> _Recorded data_:
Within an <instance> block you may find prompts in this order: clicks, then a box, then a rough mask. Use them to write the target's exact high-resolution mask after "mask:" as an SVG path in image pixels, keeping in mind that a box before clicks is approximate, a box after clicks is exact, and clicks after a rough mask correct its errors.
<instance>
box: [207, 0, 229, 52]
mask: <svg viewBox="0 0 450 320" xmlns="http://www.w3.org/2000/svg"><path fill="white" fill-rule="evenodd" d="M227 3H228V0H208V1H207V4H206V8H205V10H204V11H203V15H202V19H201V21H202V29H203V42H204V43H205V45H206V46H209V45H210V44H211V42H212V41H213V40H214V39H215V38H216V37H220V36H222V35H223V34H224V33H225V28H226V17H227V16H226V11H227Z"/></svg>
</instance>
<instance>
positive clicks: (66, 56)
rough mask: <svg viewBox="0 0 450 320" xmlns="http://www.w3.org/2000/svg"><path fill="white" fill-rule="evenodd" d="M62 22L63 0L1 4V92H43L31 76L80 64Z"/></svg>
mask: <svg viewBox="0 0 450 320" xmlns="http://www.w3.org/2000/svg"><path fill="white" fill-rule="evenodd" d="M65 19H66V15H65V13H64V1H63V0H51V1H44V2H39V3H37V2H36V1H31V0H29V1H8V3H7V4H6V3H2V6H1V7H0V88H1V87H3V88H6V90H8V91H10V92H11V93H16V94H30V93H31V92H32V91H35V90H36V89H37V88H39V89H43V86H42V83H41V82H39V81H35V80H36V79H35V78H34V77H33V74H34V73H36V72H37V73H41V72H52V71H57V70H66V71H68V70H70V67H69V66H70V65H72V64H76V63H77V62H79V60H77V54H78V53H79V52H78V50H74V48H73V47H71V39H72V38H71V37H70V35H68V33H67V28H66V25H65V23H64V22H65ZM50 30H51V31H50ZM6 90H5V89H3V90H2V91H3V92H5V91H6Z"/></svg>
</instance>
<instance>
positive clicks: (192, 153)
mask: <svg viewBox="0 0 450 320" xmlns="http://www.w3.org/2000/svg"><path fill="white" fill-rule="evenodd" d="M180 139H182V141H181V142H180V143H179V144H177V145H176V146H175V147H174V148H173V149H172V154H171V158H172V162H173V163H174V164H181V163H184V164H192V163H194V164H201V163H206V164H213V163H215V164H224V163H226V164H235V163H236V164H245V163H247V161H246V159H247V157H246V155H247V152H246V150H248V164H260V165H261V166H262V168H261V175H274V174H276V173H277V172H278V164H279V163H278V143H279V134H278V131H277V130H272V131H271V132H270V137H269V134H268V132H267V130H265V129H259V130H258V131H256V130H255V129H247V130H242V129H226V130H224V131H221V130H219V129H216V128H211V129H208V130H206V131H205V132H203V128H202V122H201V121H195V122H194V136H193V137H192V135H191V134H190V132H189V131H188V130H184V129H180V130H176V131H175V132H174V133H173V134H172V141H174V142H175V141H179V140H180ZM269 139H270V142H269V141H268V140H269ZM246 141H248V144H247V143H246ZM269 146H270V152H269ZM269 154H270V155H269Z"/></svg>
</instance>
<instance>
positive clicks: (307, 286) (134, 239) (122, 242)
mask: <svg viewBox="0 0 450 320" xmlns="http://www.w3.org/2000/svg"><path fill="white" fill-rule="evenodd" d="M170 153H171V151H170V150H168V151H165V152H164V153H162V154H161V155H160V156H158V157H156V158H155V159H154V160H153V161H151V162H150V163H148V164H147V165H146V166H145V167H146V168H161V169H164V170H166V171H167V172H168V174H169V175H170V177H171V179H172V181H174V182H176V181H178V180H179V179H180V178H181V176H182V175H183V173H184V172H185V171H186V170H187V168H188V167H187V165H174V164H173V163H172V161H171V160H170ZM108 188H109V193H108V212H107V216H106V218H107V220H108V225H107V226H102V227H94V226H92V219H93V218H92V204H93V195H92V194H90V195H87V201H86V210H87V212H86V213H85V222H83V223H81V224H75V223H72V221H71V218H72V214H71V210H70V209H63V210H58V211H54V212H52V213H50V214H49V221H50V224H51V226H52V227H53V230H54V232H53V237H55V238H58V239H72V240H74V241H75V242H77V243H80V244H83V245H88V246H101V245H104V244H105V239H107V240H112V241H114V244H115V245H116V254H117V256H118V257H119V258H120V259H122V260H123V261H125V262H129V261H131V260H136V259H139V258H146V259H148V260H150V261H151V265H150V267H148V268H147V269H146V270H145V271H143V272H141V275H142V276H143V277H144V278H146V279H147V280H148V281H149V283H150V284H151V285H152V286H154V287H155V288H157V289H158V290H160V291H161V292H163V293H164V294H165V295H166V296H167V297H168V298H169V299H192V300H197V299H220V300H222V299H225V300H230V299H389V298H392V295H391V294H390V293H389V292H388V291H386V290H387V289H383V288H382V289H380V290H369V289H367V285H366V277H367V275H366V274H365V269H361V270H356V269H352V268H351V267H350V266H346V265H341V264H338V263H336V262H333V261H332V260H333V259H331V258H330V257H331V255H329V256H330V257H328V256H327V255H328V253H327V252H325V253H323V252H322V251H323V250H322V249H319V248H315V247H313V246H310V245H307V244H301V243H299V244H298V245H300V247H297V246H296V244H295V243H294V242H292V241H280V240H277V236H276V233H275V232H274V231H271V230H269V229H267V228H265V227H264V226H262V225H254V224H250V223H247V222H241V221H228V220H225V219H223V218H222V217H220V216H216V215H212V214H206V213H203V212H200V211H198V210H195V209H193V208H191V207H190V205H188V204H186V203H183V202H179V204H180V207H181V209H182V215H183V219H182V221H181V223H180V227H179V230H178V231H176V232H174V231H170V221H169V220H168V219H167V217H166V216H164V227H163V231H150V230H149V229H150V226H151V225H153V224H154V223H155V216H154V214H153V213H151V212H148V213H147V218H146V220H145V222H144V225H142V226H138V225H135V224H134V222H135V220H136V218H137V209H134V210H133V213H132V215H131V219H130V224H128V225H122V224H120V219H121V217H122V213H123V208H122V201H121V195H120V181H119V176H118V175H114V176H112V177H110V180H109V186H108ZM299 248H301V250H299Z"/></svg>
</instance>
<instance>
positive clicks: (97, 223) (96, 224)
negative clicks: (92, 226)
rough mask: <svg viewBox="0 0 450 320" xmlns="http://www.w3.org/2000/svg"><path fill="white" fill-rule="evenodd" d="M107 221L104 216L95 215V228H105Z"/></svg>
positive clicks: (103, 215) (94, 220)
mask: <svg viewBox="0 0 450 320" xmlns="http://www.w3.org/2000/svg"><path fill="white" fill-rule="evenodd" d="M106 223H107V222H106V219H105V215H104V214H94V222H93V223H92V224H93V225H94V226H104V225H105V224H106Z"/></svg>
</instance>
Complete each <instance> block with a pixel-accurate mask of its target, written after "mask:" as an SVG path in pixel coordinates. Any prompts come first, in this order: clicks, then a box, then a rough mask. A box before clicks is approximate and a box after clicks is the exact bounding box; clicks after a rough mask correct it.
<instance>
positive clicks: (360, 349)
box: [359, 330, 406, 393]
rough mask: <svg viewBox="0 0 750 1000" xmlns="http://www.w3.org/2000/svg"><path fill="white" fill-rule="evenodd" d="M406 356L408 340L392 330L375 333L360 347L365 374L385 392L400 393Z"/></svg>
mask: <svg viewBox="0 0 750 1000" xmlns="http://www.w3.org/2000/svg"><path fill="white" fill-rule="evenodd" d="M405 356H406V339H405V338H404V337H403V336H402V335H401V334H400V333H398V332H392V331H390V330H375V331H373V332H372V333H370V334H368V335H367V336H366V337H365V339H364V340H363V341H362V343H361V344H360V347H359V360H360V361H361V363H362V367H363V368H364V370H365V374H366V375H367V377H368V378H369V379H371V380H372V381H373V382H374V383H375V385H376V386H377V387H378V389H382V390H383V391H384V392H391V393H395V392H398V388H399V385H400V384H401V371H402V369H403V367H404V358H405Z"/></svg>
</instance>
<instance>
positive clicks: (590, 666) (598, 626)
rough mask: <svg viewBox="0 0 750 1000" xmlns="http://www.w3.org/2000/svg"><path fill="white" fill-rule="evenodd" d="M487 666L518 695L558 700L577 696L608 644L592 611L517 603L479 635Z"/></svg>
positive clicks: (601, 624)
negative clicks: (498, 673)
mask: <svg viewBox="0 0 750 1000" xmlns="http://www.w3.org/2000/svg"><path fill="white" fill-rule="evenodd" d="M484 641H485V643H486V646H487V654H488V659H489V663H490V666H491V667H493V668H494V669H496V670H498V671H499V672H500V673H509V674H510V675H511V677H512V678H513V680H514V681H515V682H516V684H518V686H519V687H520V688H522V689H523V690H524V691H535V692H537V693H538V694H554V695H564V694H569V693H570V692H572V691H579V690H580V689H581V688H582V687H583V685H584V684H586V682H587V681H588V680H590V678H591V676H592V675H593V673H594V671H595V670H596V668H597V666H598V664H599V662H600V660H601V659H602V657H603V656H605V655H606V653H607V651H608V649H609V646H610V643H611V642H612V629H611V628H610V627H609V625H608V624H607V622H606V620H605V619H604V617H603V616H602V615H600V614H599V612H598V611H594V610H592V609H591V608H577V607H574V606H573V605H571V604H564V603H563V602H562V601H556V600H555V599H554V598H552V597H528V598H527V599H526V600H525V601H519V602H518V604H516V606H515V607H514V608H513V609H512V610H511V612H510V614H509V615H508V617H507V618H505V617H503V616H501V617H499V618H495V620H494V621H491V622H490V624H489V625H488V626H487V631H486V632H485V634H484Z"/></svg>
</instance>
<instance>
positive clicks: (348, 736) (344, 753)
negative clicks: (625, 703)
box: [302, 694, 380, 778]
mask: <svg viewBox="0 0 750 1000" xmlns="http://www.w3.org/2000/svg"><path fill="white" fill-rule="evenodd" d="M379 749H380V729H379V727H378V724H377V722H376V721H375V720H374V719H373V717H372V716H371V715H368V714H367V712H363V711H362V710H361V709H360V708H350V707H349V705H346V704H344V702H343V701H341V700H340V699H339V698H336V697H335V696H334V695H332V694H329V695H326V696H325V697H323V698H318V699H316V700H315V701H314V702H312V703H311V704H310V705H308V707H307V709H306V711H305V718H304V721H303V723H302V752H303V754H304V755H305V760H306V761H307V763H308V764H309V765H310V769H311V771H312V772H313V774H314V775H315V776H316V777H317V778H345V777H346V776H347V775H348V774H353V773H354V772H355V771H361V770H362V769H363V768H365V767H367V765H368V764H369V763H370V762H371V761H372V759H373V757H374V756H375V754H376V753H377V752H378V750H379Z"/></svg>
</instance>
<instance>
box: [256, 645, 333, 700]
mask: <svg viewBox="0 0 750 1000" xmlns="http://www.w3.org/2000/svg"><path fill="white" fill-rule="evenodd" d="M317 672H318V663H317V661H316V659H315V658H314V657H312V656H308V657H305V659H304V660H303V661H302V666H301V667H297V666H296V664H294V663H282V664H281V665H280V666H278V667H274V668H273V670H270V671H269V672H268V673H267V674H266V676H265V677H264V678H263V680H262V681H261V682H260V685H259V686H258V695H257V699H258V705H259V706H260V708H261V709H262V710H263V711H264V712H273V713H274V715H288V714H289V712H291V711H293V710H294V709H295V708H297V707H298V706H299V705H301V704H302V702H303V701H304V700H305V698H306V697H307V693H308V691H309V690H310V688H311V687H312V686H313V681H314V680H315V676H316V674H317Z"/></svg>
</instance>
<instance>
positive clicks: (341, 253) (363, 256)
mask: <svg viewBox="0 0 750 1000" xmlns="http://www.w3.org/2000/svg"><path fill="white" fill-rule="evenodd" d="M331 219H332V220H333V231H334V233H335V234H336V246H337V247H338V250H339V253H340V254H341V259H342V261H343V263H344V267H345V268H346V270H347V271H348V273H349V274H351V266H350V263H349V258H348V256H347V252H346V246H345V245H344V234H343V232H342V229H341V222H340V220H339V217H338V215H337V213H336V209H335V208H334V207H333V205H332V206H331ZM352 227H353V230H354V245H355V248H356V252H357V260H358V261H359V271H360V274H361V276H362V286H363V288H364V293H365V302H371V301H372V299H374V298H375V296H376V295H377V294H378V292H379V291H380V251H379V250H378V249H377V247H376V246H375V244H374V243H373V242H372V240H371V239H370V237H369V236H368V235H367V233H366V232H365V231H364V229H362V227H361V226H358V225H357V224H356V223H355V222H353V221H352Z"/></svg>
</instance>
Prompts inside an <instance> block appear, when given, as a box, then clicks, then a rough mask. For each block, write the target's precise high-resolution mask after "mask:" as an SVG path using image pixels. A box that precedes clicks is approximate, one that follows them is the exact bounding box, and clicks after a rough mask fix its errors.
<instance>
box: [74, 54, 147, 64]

> _Exercise description_: Pull out every line of the records that contains the word "negative", and copy each one in full.

> _Result for this exercise_:
negative clicks: (92, 226)
negative clicks: (498, 673)
negative clicks: (625, 703)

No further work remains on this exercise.